[Pointing dataset excerpts]
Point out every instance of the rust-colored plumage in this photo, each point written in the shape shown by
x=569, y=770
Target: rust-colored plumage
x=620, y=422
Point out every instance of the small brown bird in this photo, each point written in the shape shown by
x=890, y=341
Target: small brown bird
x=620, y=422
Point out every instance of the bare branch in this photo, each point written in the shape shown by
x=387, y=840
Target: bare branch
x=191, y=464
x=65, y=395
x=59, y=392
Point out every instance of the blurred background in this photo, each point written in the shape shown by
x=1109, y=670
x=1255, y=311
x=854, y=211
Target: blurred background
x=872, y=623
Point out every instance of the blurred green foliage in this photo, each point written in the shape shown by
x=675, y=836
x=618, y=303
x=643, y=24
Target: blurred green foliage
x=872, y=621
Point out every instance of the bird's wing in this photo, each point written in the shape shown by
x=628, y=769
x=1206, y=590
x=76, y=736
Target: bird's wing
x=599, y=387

The request:
Reproduce each of these lines verbatim, leaving nothing out of any record.

Task response:
Point out every instance of the rust-colored plumage in this photo, each point written in the shape shown by
x=569, y=770
Target: rust-colored plumage
x=620, y=422
Point out every instance of the small brown bird in this photo, each point written in the shape shown by
x=890, y=341
Target: small brown bird
x=620, y=422
Point out every instance of the bare branch in this photo, each point written in the shape shown by
x=387, y=840
Target: bare branch
x=191, y=464
x=65, y=395
x=59, y=392
Point out every instance of the blurred background in this photo, each point written in the shape shown by
x=1109, y=670
x=1255, y=311
x=854, y=211
Target: blurred background
x=872, y=623
Point out every instance of the blurred green foliage in this photo, each point written in the shape shown by
x=675, y=836
x=618, y=303
x=643, y=24
Target: blurred green foliage
x=872, y=621
Point out every instance of the bird's wing in this photo, each point written in the shape shown by
x=628, y=769
x=1206, y=590
x=76, y=736
Target: bird's wing
x=599, y=387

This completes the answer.